[Entries from a point annotation set]
▼

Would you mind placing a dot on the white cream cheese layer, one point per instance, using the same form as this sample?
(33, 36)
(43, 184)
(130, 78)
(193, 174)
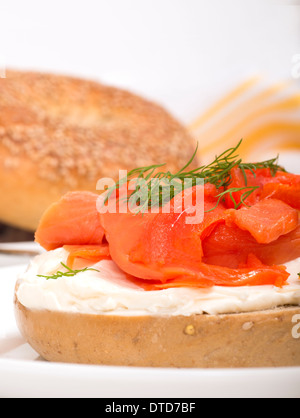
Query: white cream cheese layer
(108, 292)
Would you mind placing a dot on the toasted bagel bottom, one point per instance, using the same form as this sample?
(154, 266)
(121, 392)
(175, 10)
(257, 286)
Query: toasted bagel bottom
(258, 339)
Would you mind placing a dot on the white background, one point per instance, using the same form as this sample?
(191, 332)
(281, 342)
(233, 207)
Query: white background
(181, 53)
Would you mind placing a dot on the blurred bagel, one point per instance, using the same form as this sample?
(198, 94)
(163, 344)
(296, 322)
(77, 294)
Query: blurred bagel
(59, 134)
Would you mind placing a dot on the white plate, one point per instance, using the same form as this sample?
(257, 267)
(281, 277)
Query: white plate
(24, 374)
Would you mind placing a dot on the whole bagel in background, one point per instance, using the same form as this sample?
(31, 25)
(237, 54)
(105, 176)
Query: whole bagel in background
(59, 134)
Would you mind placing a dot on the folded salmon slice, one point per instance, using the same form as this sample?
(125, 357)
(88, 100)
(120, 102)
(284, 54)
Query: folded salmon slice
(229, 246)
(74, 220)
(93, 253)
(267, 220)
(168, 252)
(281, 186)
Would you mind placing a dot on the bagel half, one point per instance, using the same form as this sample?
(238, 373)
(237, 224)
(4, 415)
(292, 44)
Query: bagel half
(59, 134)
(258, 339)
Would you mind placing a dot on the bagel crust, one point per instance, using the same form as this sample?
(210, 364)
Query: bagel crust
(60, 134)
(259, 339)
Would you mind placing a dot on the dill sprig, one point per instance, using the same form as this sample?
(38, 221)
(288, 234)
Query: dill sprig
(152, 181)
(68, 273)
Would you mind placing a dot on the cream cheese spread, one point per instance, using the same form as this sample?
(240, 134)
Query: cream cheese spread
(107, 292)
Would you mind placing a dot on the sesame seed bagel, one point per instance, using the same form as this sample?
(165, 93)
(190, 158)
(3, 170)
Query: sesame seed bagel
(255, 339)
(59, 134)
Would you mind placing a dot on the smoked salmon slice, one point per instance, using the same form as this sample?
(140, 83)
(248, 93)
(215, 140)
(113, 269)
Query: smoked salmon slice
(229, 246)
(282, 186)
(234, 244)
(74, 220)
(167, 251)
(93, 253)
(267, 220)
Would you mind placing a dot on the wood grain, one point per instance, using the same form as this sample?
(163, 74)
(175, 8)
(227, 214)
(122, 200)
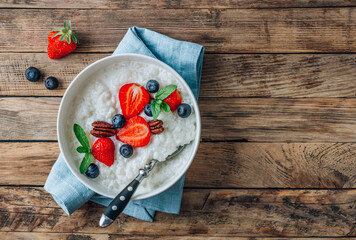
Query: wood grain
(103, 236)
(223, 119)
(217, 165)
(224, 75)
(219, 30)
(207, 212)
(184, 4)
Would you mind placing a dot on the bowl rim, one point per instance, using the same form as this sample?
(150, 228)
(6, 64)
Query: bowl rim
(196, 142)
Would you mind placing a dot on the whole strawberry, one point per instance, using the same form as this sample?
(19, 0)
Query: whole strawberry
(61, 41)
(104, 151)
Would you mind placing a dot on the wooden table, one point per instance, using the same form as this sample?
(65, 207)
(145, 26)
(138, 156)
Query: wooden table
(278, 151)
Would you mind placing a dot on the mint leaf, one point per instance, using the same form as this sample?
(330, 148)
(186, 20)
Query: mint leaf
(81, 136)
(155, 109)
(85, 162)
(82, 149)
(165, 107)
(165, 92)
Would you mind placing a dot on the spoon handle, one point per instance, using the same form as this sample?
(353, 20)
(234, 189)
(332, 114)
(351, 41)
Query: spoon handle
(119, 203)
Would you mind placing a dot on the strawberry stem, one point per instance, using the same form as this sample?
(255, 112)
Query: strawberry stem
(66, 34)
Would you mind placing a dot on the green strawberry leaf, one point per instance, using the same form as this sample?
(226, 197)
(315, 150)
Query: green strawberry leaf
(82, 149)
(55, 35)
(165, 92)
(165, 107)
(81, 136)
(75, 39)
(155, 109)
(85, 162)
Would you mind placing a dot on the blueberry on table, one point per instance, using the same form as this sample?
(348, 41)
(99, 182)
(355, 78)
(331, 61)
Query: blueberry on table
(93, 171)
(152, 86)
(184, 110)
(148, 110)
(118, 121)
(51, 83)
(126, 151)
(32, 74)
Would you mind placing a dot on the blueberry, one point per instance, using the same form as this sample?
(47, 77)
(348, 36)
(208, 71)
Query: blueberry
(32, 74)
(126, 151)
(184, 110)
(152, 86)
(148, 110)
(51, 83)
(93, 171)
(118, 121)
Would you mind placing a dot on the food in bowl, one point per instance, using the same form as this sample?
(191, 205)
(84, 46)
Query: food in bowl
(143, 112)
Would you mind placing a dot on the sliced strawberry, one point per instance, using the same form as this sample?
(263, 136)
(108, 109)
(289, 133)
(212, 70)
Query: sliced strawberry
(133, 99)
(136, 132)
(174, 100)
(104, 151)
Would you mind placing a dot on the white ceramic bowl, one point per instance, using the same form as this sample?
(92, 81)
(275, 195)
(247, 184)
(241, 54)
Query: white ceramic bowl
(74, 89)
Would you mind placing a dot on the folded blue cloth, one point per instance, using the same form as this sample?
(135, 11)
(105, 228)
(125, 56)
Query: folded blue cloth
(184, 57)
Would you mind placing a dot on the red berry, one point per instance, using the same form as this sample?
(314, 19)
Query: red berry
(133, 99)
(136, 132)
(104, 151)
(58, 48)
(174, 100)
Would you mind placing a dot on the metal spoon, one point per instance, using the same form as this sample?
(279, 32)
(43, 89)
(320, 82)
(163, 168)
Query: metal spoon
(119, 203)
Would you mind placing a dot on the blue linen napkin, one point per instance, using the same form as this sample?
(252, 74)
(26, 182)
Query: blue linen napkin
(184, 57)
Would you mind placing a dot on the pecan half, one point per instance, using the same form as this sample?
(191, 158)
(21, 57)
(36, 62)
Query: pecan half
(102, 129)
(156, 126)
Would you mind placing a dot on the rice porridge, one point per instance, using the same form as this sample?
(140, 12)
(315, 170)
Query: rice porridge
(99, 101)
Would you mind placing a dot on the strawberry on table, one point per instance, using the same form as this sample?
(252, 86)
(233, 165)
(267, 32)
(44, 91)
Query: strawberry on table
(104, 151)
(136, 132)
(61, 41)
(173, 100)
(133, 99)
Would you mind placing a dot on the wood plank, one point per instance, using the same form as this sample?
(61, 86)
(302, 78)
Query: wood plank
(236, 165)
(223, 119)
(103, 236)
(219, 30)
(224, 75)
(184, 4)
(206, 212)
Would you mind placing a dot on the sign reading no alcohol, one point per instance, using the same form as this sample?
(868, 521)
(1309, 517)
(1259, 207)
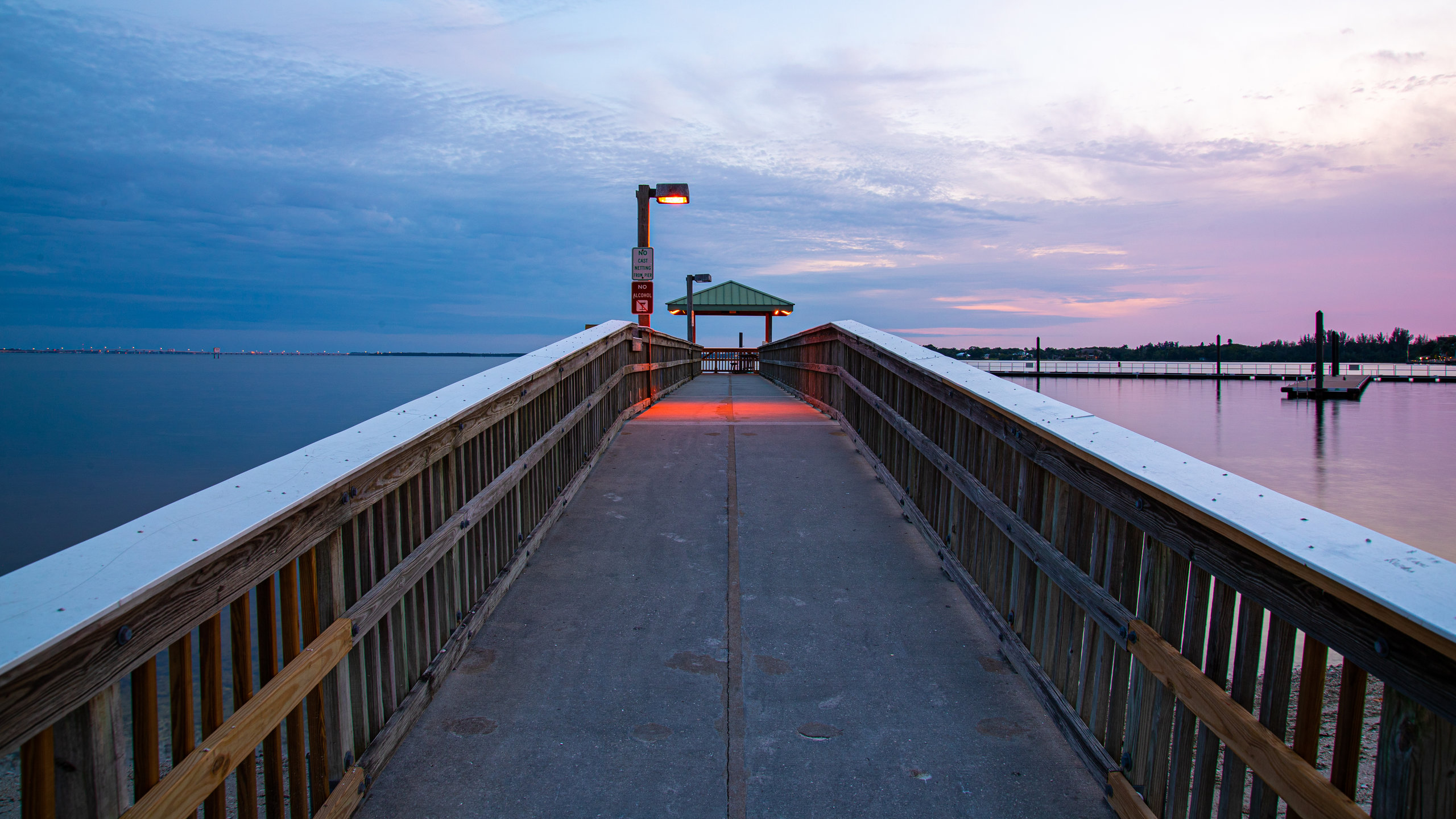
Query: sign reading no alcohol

▲

● **Work instructions**: Copy out the lines between the one containing "Would you mind placing a dot on the wood plank, one" and the end of the records, inclusive, scaling every coordinate in the answer points by 2.2 and rounding to whole numbers, with halves rounded up. Keep the requests and their sample points unchanged, and leave out the pictures.

● **Response**:
Would you mind placing a dot on the wood plank, one point per instance, using the same form as this sample?
(61, 86)
(302, 78)
Query: wood plank
(519, 363)
(491, 262)
(227, 519)
(482, 66)
(493, 165)
(405, 9)
(453, 466)
Would you mind placing a dot on the sign reading no alcohol, one point per instance, using the same form as this sample?
(868, 521)
(1309, 517)
(1259, 207)
Query: sign reading no alcohol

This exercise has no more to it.